▸ Written request 1: List every two-letter label that the dressmaking text uses to name a line or edge in its figures.
▸ Written request 2: Please rewrite the paragraph of the dressmaking text beginning "It is of great consequence" as a shorter version that keeps its main facts.
▸ Written request 3: Take the dressmaking text further, continuing from its final sentence.

▸ Excerpt provided:
--------------------

In making up, sew OF, Fig. 54, to E C, Fig. 53, for the shoulder. FG, Fig. 53, is placed against BJ, Fig. 54.

The skirt is fulled on evenly all round. The collar, cuffs, and top of the hem may have a bordering of braid or work, and a trimming of the same may be put down the front of the skirt.

A cape, or tippet, is added to it, which is made separate.

CARE OF THE LADY'S WARDROBE.

"Order is the best economy of time"

It is of great consequence that dresses should be carefully and neatly put away, as their preservation depends much on the attention paid to this: a gown smoothly folded, and laid by directly it is taken off, will last half as long again as one that is thrown about upon dirty chairs, or tumbled and creased in the wrapping up. The dresses that are in constant use may be hung up in a closet; but those that are only occasionally worn, should be folded up and wrapped either in a linen cloth, or covered with the coarsest brown paper; the latter is particularly good for white silk or satin dresses, as the turpentine in it excludes the air, and thus preserves the colour more effectually than any thing else. The best way to fold up a dress, either when put away or packed up, is as follows:Place your gown upon a bed, so that the front and back breadths, lay one upon the other quite flatly, the back breadth being uppermost, and the slit behind in the centre, then fold the two outer sides over, so as to make them meet down the middle of the back; take hold at the bottom of the skirt, and double it underneath the gown for about a quarter of a yard deep, then fold the upper part of the skirt forwards, to lie above it, turn back the body and arrange it and the sleeves neatly, so as not to crush them or the trimming, turning the sleeves in towards the middle; then take hold of the upper two folds of the gown, and by lifting them up, the tail falls down again without displacing the upper part of the dress: this tail or bottom of the gown is then turned up over the sleeves and body: a pin is put in at each end, and thus the dress may be carried about, or packed up, without tumbling it in the least. It may be well to mention that the reason the bottom of the skirt is turned up in the first instance, is to determine the size to which the body is to be folded, and the reason why it is let down in the second, is, that it may preserve the body, &c., from being crushed. The dress may be folded to fit any drawer or trunk by wrapping the sides more or less over each other in the middle. This is called the French method of folding; it may appear rather complicated at first, but by exactly following the directions here given, and a little practice, it will soon become easy.

--------------------

▸ Data entries:
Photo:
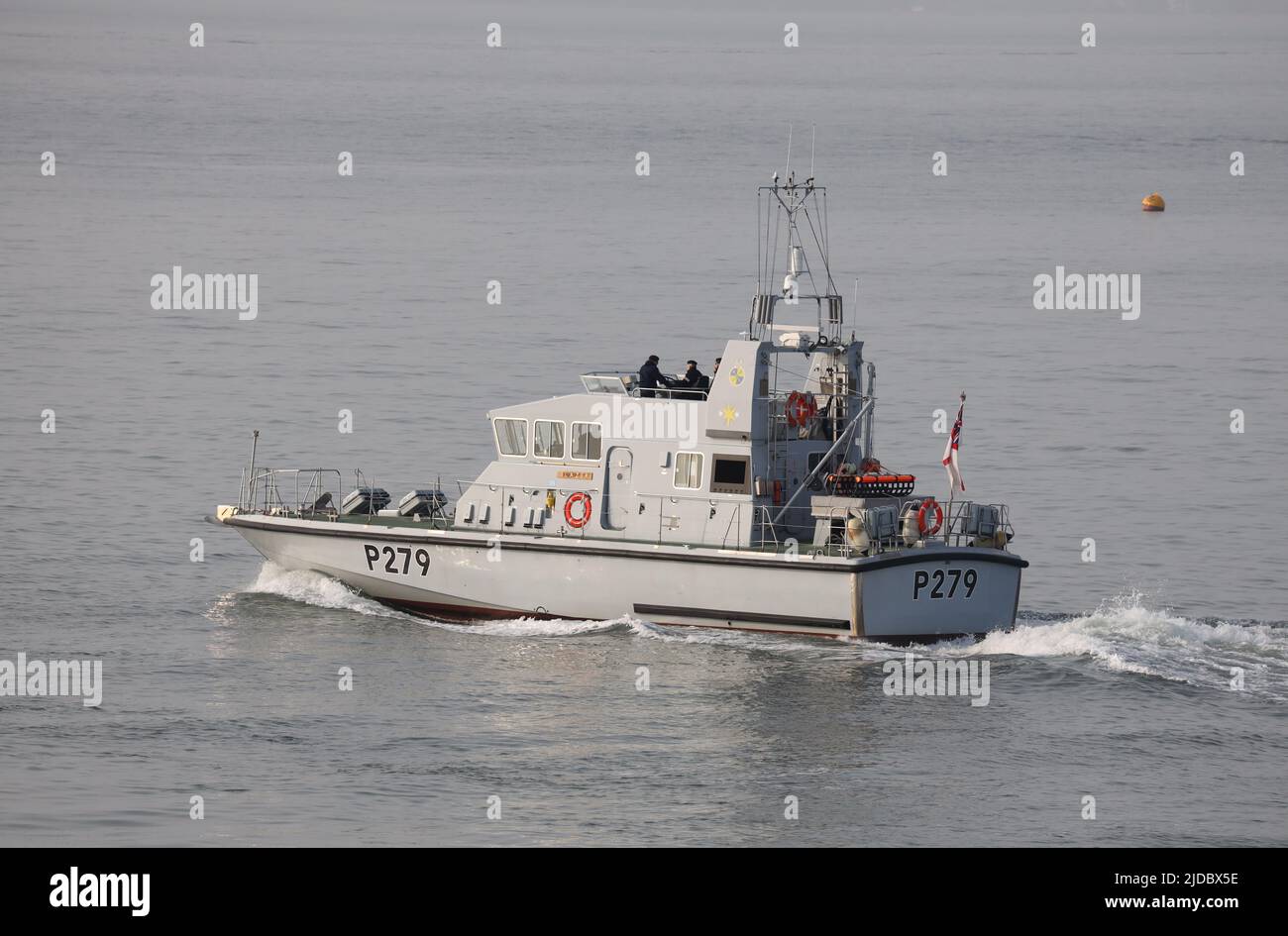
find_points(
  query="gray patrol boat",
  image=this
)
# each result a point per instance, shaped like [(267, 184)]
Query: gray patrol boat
[(756, 502)]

--------------------

▸ Expected output 1: OF, EC, FG, BJ

▸ Expected output 2:
Careful storage greatly extends a dress's life. A gown folded smoothly and put away as soon as it is taken off lasts half as long again as one left thrown about or creased. Dresses in constant use may hang in a closet. Those worn only occasionally should be folded and wrapped in linen or in the coarsest brown paper. Brown paper suits white silk or satin best, because its turpentine keeps out the air and preserves the color.

To fold a dress by the French method:
- Lay the gown on a bed with the front and back breadths flat, back uppermost and the back slit centered.
- Fold the two outer sides in to meet down the middle of the back.
- Double the bottom of the skirt underneath by about a quarter yard. This sets the folded size.
- Fold the upper skirt forward over it.
- Arrange the body and sleeves without crushing them, turning the sleeves toward the middle.
- Lift the upper two folds so the tail drops back down.
- Turn the tail up over the sleeves and body to protect them, and pin each end.

A dress folded this way can be carried or packed without creasing. Overlapping the sides more or less fits it to any drawer or trunk. The method seems complicated at first but becomes easy with practice.

▸ Expected output 3:
To wrap up a child's frock, place it on a bed, so that the front and back breadths lie one upon the other quite flatly, the back being uppermost; fold the skirt once or twice, according to the length, letting the body lie upon the skirt, and turn the two ends over the centre.

After travelling, dresses are apt to be creased, they should therefore be hung up, either in a closet, or on hooks fixed in the wall; they should never be pinned to bed or window curtains, as this very bad practice is apt to tear the chintz.

Care should be taken to separate mourning from coloured dresses, winter clothing from that worn in the summer, perfectly white articles from those of a dark colour, as they are liable to be soiled and injured by coming in contact with each other.

Stains, grease spots, &c., &c., should always be taken out as soon as possible, or they may become fixed in the silk or other material (see Receipts). After walking in dusty or dirty weather, the dress should be carefully wiped with a clean towel or handkerchief: if splashed with mire, it should be dried first, and then rubbed clean with the hand and a cloth.

Caps or bonnets should be put on cap poles when they are laid by, but as these take a great deal of room, it is a good plan to have hooks or branches fixed in the wardrobe for the purpose.

After being out in the damp, wadding or tissue paper should be put in the bows of a bonnet, until they are quite dry, and then removed, lest from its weight it should pull the ribbon out of shape.

Veils should be stretched out on a bed to dry after having been worn in the damp: if this be not done, they will dry tumbled and creased.

Shawls should never be put away whilst they are at all damp, nor left folded as worn, but wrapped up properly.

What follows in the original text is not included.